**WHAT TO DO:**
A: According to the Phycosoma oecobioides entry, which country is this spider endemic to?
B: Continue the Phycosoma oecobioides entry from its last sentence.

Scientific classification
- Kingdom: Animalia
- Phylum: Arthropoda
- Subphylum: Chelicerata
- Class: Arachnida
- Order: Araneae
- Infraorder: Araneomorphae
- Family: Theridiidae
- Genus: Phycosoma
- Species: P. oecobioides
- Binomial name: Phycosoma oecobioides O. Pickard-Cambridge, 1880
- Synonyms: Trigonobothrys oecobioides

= Phycosoma oecobioides =

- Authority: O. Pickard-Cambridge, 1880
- Conservation status: NT
- Synonyms: Trigonobothrys oecobioides

Species of spider

Phycosoma oecobioides is a species of cobweb spider that is endemic to New Zealand.

**DATA SHOWN:**
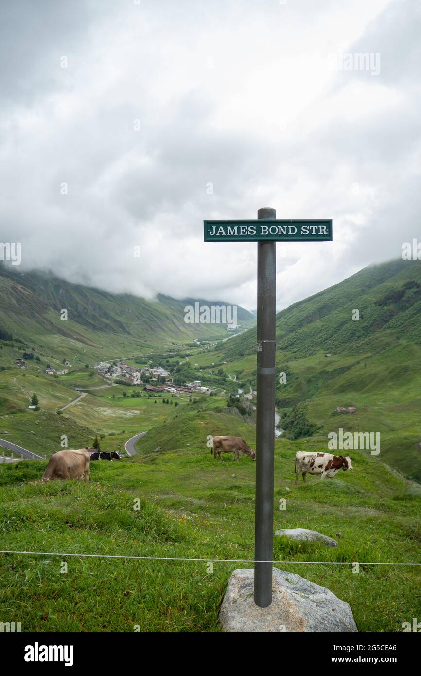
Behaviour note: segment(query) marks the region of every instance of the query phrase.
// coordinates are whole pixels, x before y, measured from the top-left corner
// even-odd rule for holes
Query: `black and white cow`
[[[119,460],[120,457],[118,451],[113,451],[112,453],[108,453],[106,451],[94,451],[93,453],[91,454],[91,460]]]

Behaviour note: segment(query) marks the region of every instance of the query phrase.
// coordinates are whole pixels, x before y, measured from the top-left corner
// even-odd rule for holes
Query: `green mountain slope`
[[[0,266],[0,330],[31,346],[42,345],[46,355],[59,360],[80,352],[89,362],[125,357],[125,349],[130,354],[135,347],[221,339],[230,335],[226,324],[186,323],[184,307],[195,301],[223,304],[201,299],[176,300],[162,295],[149,301]],[[63,309],[67,310],[67,320],[61,319]],[[241,329],[255,322],[251,313],[237,308]]]
[[[372,265],[295,303],[277,314],[276,341],[278,372],[287,374],[276,383],[281,427],[306,402],[320,433],[380,432],[382,460],[421,481],[420,262]],[[255,342],[253,329],[210,356],[254,389]],[[353,415],[335,412],[351,406]]]

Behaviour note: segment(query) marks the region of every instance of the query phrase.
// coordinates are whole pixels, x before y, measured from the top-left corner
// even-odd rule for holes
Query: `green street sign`
[[[332,220],[204,220],[205,242],[326,242]]]

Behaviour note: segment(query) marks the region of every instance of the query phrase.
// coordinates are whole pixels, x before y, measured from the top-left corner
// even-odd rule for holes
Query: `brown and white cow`
[[[305,475],[320,474],[320,479],[328,477],[333,479],[335,474],[343,469],[352,469],[351,458],[349,456],[334,456],[331,453],[307,453],[299,451],[295,454],[295,485],[300,472],[303,473],[303,481],[305,483]]]
[[[50,458],[41,481],[83,479],[89,483],[89,454],[83,448],[77,451],[59,451]]]
[[[214,437],[214,445],[211,449],[211,453],[214,453],[214,458],[216,459],[216,456],[219,456],[220,460],[221,453],[233,453],[233,460],[238,460],[239,456],[249,456],[252,460],[256,459],[256,454],[252,448],[247,446],[243,439],[241,437]]]

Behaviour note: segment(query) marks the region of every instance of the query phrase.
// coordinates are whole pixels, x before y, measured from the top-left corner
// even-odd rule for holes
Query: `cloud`
[[[22,269],[252,309],[256,245],[204,243],[203,218],[332,218],[333,242],[277,245],[280,308],[419,233],[416,3],[2,11],[2,238]],[[364,52],[378,75],[332,70]]]

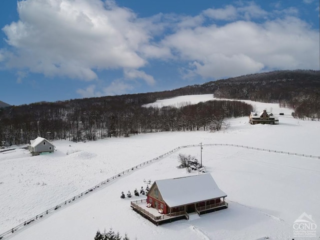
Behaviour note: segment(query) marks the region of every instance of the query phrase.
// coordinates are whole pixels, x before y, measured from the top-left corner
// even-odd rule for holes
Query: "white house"
[[[42,152],[52,152],[54,150],[54,146],[46,139],[38,136],[34,140],[30,140],[29,150],[34,156]]]

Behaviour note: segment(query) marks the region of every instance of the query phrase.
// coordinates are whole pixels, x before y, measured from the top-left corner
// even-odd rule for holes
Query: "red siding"
[[[167,210],[166,210],[166,204],[162,201],[160,201],[159,200],[155,198],[152,198],[151,196],[148,196],[146,198],[146,202],[150,202],[150,199],[151,198],[152,199],[152,208],[156,208],[156,209],[160,209],[160,204],[164,204],[164,214],[168,214],[168,212],[166,212]],[[154,206],[156,202],[158,202],[158,206]]]

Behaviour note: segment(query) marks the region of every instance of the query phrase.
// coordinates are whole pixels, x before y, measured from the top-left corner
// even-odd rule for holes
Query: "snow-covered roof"
[[[272,112],[267,112],[266,113],[270,116],[272,116],[273,115]],[[252,118],[260,118],[262,116],[262,114],[264,114],[264,111],[262,111],[262,112],[250,112],[251,116],[252,116]]]
[[[42,142],[44,140],[46,140],[49,142],[46,139],[41,138],[40,136],[38,136],[34,140],[30,140],[30,146],[34,148]]]
[[[156,180],[155,184],[170,207],[226,196],[210,174]]]

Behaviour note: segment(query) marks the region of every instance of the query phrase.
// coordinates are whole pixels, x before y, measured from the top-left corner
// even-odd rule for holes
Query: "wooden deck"
[[[189,219],[189,216],[185,211],[180,211],[168,214],[161,214],[158,212],[156,209],[146,206],[146,199],[132,202],[131,207],[133,210],[157,226],[182,219]],[[224,202],[216,204],[212,204],[206,206],[197,208],[196,208],[196,212],[200,216],[202,214],[226,208],[228,207],[228,202]]]
[[[186,219],[186,213],[184,211],[173,212],[171,214],[160,214],[156,209],[146,206],[146,199],[132,202],[131,207],[133,210],[157,226],[165,222]]]

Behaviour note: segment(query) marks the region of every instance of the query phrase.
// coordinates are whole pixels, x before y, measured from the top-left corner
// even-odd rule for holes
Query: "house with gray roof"
[[[158,225],[226,208],[226,196],[211,174],[206,174],[156,180],[146,199],[132,202],[131,206]]]
[[[34,156],[42,152],[52,152],[54,150],[54,146],[46,139],[38,136],[34,140],[30,140],[28,148]]]
[[[250,124],[278,124],[279,120],[275,118],[274,114],[264,110],[260,112],[252,112],[249,116],[249,122]]]

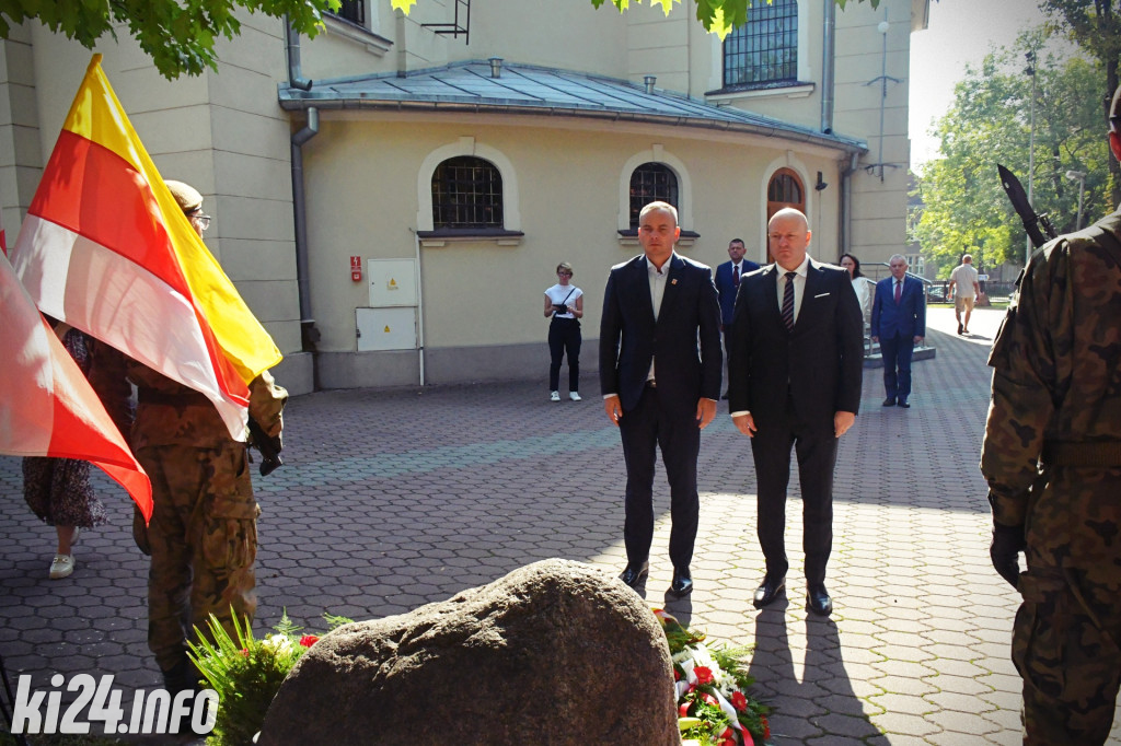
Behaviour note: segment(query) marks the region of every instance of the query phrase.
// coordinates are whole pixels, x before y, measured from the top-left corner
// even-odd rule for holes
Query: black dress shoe
[[[817,616],[828,616],[833,612],[833,599],[822,584],[809,586],[806,591],[806,610]]]
[[[763,606],[769,606],[776,598],[782,594],[782,589],[786,587],[786,578],[771,578],[770,576],[763,578],[763,584],[756,588],[756,597],[752,599],[756,608],[762,608]]]
[[[693,593],[693,576],[689,575],[689,568],[686,567],[679,570],[676,567],[674,568],[674,580],[669,584],[669,593],[678,598]]]
[[[650,563],[641,562],[639,565],[628,565],[627,569],[623,570],[619,579],[624,584],[633,588],[637,586],[642,578],[645,578],[650,572]]]

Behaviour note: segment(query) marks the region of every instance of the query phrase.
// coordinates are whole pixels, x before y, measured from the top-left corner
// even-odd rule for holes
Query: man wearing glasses
[[[1121,87],[1110,106],[1121,160]],[[1103,744],[1121,679],[1121,211],[1031,257],[989,356],[997,571],[1023,602],[1025,744]],[[1020,572],[1025,552],[1027,571]]]

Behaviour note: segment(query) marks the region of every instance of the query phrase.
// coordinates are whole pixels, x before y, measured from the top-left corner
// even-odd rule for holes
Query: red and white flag
[[[280,351],[164,184],[94,55],[12,246],[45,314],[204,393],[245,439]]]
[[[81,369],[0,257],[0,454],[100,467],[151,517],[151,483]]]

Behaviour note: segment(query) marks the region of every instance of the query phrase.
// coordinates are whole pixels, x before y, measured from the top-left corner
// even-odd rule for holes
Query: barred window
[[[448,158],[432,175],[435,229],[501,229],[502,175],[473,156]]]
[[[806,204],[806,201],[802,196],[802,184],[787,169],[776,172],[770,184],[767,185],[767,202],[780,202],[784,205],[791,206]]]
[[[352,24],[365,26],[365,0],[342,0],[335,16],[345,18]]]
[[[724,87],[798,80],[797,0],[756,2],[724,39]]]
[[[638,215],[651,202],[677,207],[677,175],[661,164],[642,164],[631,174],[630,226],[638,229]]]

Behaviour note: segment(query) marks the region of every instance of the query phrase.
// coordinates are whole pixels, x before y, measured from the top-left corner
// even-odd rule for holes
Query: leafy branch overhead
[[[0,38],[13,25],[37,19],[87,49],[105,34],[117,38],[128,27],[160,74],[174,80],[186,73],[216,69],[214,40],[241,32],[239,8],[280,18],[287,16],[300,34],[315,36],[323,13],[339,9],[340,0],[0,0]]]

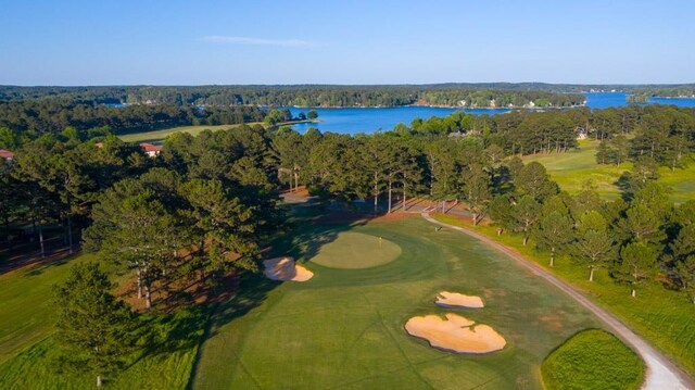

**RESPONSES PER TASK:**
A: New Zealand

B:
==Taxonomy==
This species was described in 1880 by Octavius Pickard-Cambridge from female specimens. It was most recently revised in 2003 and 2004. The holotype is stored in Oxford University Museum of Natural History.

==Description==
The male is recorded at 2.11mm in length whereas the female is 2.12mm.

==Distribution==
This species is widespread throughout New Zealand, including on Chatham Island.

==Conservation status==
Under the New Zealand Threat Classification System, this species is listed as "Not Threatened".